### Exercise goal
Copy exactly the lines of the records below, and only those lines, beginning with the line that contains "Pick out every instance of the wing" and ending with the line that contains "Pick out every instance of the red".

Dataset entries Start Marker

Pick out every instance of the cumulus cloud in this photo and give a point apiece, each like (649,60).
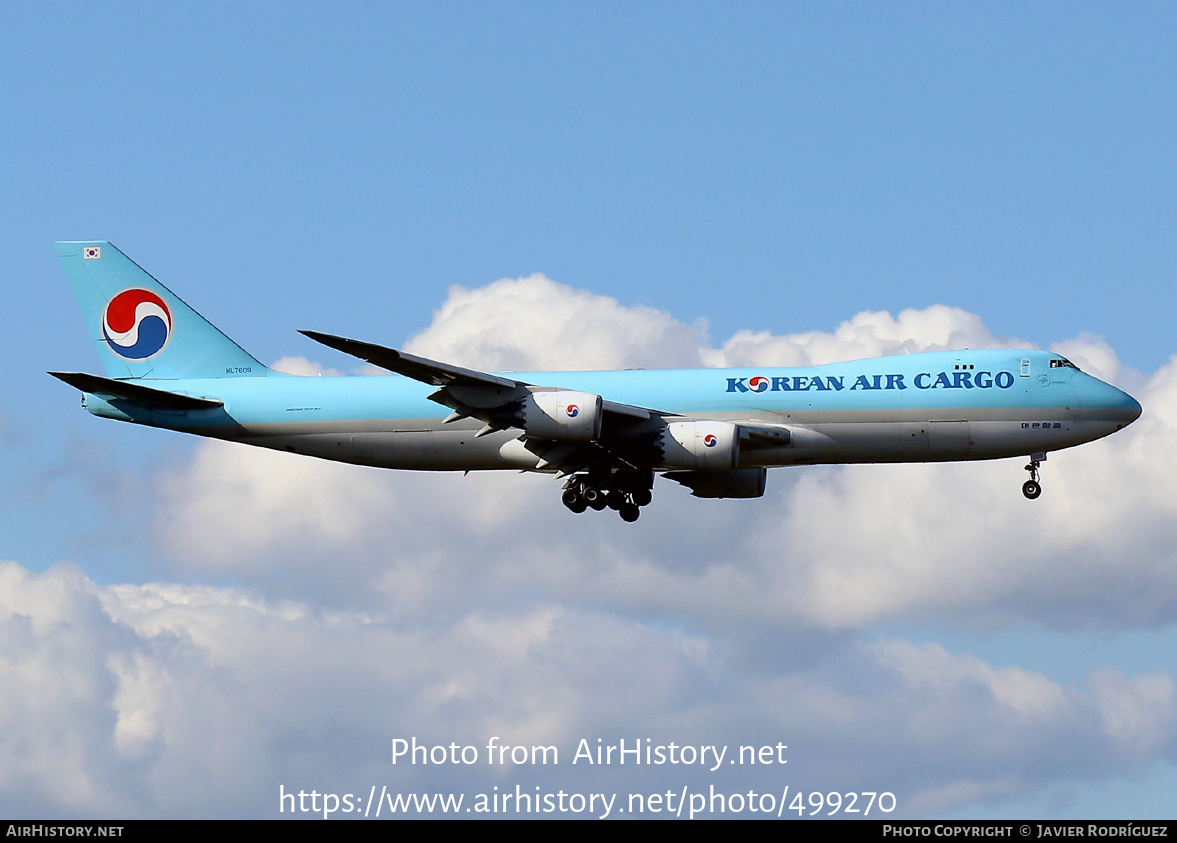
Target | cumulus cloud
(828,548)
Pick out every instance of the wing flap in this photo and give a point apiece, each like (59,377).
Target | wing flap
(137,393)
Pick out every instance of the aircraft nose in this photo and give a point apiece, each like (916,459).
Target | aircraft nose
(1105,403)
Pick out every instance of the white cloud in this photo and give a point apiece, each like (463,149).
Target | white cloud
(539,325)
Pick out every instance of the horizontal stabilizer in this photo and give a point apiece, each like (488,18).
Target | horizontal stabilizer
(144,396)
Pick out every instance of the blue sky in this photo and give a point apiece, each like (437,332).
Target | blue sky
(763,167)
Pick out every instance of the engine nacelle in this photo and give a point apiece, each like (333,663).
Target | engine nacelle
(740,483)
(700,445)
(562,415)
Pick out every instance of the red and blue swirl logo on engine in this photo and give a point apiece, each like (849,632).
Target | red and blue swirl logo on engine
(137,324)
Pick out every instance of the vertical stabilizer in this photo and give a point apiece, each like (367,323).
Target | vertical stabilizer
(141,329)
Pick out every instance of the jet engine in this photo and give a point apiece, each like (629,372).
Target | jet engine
(562,415)
(699,445)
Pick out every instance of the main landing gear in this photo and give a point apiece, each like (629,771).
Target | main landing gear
(1032,488)
(626,492)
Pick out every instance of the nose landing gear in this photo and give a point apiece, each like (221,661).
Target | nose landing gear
(1032,488)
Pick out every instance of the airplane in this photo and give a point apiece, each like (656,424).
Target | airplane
(607,435)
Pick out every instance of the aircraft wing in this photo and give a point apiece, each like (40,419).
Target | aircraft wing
(137,393)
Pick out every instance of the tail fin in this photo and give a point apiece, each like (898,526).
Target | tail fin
(141,329)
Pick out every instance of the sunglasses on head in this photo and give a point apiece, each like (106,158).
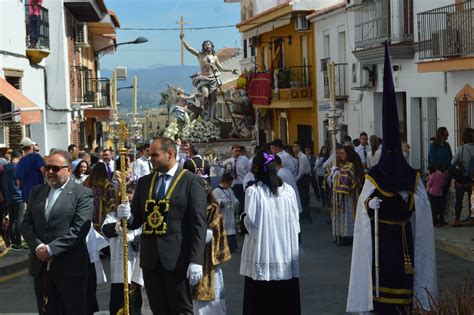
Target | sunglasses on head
(54,168)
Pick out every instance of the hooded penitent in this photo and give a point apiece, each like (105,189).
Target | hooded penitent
(392,173)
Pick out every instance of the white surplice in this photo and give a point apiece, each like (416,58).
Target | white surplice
(270,250)
(95,242)
(360,297)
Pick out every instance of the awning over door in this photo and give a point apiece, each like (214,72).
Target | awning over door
(29,112)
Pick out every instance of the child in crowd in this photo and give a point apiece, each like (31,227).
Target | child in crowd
(434,188)
(230,206)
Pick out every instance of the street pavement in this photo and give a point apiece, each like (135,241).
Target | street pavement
(324,276)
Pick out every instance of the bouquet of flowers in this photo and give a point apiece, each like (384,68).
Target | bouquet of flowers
(199,131)
(172,130)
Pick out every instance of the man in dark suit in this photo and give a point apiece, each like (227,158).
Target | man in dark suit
(171,204)
(55,225)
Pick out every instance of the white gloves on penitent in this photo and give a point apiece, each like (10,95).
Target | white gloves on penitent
(194,273)
(123,211)
(208,236)
(375,203)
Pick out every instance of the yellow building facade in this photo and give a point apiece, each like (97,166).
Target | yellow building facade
(282,42)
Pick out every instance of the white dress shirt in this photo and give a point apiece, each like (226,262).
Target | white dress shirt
(143,167)
(171,174)
(360,150)
(289,162)
(241,168)
(304,168)
(373,160)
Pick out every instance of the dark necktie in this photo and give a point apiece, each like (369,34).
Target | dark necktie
(235,168)
(109,170)
(162,189)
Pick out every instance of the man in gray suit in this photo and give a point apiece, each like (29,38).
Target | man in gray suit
(170,205)
(55,225)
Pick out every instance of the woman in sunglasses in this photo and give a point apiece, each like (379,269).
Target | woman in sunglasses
(270,254)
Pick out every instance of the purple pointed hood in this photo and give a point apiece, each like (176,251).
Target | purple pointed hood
(392,173)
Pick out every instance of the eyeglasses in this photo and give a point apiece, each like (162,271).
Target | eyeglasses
(54,168)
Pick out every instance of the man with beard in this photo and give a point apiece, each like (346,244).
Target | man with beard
(55,226)
(170,206)
(207,81)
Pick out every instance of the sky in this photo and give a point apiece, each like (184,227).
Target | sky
(164,47)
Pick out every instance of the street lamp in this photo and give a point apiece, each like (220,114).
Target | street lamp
(103,51)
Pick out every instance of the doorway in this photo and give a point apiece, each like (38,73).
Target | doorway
(305,136)
(283,122)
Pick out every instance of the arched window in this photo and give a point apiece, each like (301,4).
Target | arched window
(251,10)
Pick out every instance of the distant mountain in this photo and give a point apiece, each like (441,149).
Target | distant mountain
(152,81)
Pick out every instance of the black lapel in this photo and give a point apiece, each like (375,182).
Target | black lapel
(63,197)
(42,197)
(178,171)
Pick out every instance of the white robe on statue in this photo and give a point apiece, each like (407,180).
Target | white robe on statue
(360,297)
(271,252)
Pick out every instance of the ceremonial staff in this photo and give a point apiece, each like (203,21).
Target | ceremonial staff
(333,127)
(376,248)
(123,136)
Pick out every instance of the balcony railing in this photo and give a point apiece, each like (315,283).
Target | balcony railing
(293,83)
(340,79)
(374,25)
(37,27)
(446,31)
(87,89)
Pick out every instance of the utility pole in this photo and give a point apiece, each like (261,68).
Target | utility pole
(334,114)
(181,23)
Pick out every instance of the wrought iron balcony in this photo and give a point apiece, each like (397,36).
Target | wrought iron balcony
(294,83)
(37,27)
(446,32)
(89,90)
(340,79)
(374,23)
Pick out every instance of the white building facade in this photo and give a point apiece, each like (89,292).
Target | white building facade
(16,71)
(352,36)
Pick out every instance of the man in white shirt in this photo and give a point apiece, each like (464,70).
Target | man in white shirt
(237,167)
(143,164)
(107,158)
(303,179)
(288,178)
(363,149)
(276,147)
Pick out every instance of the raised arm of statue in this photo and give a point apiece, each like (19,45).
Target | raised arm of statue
(189,48)
(222,69)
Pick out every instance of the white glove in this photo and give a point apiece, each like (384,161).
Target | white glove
(404,194)
(194,273)
(123,211)
(375,203)
(208,236)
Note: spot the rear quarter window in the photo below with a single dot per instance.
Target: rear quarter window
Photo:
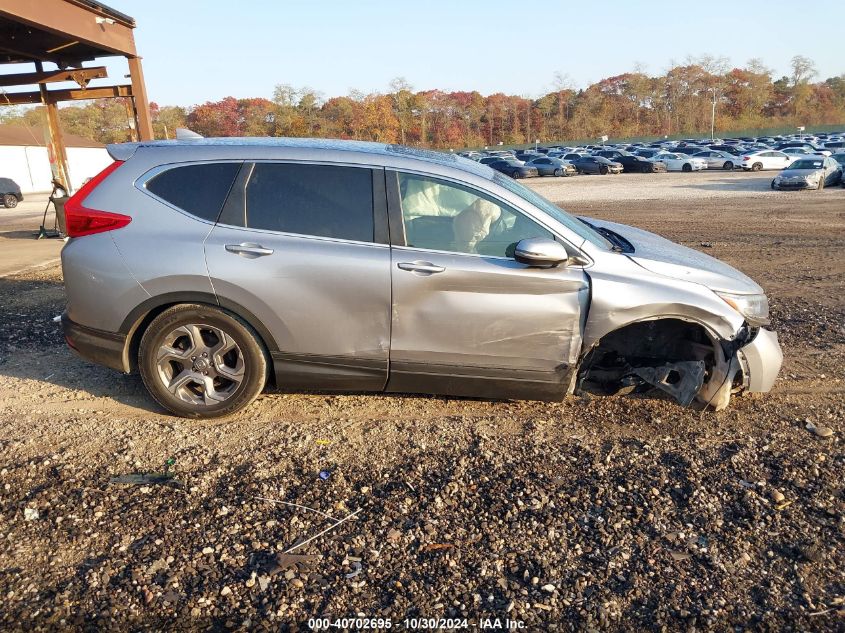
(199, 189)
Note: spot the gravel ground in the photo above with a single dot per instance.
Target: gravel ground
(603, 514)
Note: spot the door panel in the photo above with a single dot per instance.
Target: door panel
(484, 326)
(326, 303)
(302, 247)
(467, 318)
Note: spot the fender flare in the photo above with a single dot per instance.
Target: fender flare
(144, 312)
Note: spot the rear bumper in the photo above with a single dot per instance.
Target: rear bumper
(792, 185)
(762, 360)
(97, 346)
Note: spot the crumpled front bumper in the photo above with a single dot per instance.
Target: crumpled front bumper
(761, 359)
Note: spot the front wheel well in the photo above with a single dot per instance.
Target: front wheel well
(615, 363)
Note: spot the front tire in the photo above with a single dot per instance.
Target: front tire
(201, 362)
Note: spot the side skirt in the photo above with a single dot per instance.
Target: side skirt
(480, 382)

Dataset entries End Marker

### Solved exercise
Pick out every instance of the wing flap in this photo and give a point apiece, each like (59,377).
Target | wing flap
(137,393)
Pick out every instance of the aircraft nose in this photo and give a point apiece, each like (916,459).
Target | aircraft nose
(1105,403)
Pick out every instance of the white cloud in this photo and give a point apiece, each like (463,149).
Target | white cloud
(539,325)
Pick out every instance of the horizontal stabilizer in this photo and give a point apiece, each like (488,18).
Target | horizontal stabilizer
(144,396)
Pick out every instance of the blue sky in this photo and give a point apiece, each like (437,332).
Target | blue sky
(763,167)
Pick out every instance of the engine nacelle in this photo and give a point apiece, each like (333,663).
Target | engine nacelle
(740,483)
(700,445)
(562,415)
Pick out every instance of the red and blue swirl logo on engine in this photo and give a point apiece, each like (849,632).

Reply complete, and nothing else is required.